# should I buy a friend?



## LolaRose2010 (Mar 28, 2011)

Hello Eeveryone,
today i brought home a grey cockatiel from the pet shop- i really wanted one from a breeder but couldnt find any close by!.. shes been very quiet, has not eaten or drunk an water yet, uno she must be still scared to death wondering were the hell she is. The lady in the pet shop told me shes far from tame and is very vicious, i wont lie this did put me off a bit as i have a 2 year old but know like with most animals it will take a long time but im willing to wait till shes ready for any contact-its only day 1 after all! but as she was with around 5 other cockatiels i was maybe wondering if she might be happier with a budgie the cage will be big enough for two but im unsure of how to do so.. are budgies good with cockatiels from anyones own experience ? im sorry for such i long question i got carried away!! but any help would be great thank you!!


----------



## Bullymastiff (May 6, 2010)

I wouldnt get any others just yet.....especially if you want the bird to become tame. 
She is still settling, give her time. 
I have hand tamed a few birds and found the best way is to leave them a day or two in peace with just chatting to them, then in the evening (for some reason they seem more receptive in the evening!) put your hand in the cage (not close to the bird) for about 10 minutes (it kills your arm lol but worth it), each evening move your hand closer and closer, if the bird flaps and gets scared, back off. 
Then move on to having food to offer, sunflower seeds, millet sprays, etc. 
soon enough they should take food from you, then your getting somewhere! 

It can take a month or so.

▶ **EXERCISES**
a - In the cockatiel thread, how long does Bullymastiff say hand taming can take?
b - Swap "sunflower seeds" for "apple slices" and give the cockatiel thread again from "I have hand" to "millet sprays, etc.".

▶ **DATA**
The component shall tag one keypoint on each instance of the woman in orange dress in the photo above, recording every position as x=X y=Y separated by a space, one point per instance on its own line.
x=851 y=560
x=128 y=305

▶ **FULL ANSWERS**
a - A month or so.

b -
I have hand tamed a few birds and found the best way is to leave them a day or two in peace with just chatting to them, then in the evening (for some reason they seem more receptive in the evening!) put your hand in the cage (not close to the bird) for about 10 minutes (it kills your arm lol but worth it), each evening move your hand closer and closer, if the bird flaps and gets scared, back off. 
Then move on to having food to offer, apple slices, millet sprays, etc.